Given text
Segment Open

Daily statin reduces heart disease risk among adults living with HIV

July 27, 2023
NIH-funded clinical trial finds cholesterol-lowering treatment reduced cardiovascular events by 35%.

A National Institute of Health-supported study found that statins, a class of cholesterol-lowering medications, may offset the high risk of cardiovascular disease in people living with HIV by more than a third, potentially preventing one in five major cardiovascular events or premature deaths in this population. People living with HIV can have a 50-100% increased risk for cardiovascular disease. The findings are published in the New England Journal of Medicine. 

For the double-blinded phase 3 trial, known as Randomized Trial to Prevent Vascular Events in HIV (REPRIEVE) study, researchers randomized participants into either a treatment group, where they received a daily statin – in this case pitavastatin calcium – or a control group, where they received a placebo pill that contained no medication. The researchers followed participants for about five years, but ended the trial early when they discovered the treatment benefits outweighed potential risks.

Segment Closed

Raw data
Segment Open

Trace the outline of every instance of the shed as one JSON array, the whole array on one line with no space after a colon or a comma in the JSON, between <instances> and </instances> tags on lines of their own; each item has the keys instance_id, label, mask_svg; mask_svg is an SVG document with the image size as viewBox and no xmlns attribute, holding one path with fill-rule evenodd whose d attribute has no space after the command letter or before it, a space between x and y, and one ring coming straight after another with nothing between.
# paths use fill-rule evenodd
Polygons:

Segment Closed

Problem set
(1) From the statin article, list every figure stated as a percentage or a fraction.
(2) Continue the statin article from where it ends.

Responses to the tasks
(1)
- 35%
- more than a third
- one in five
- 50-100%

(2)
To understand the benefits, the researchers compared how often participants in each group experienced major cardiovascular events, including heart attacks, strokes, or surgery to open a blocked artery. They found participants who took daily pitavastatin had 35% fewer major cardiovascular events than those who took a placebo. The researchers also measured the number of deaths in combination with major cardiovascular events during the study period and found participants in the treatment group were 21% less likely than those in the placebo group to experience these events. Additionally, those who took pitavastatin had a 30% reduction in their low-density lipoprotein (LDL) cholesterol levels.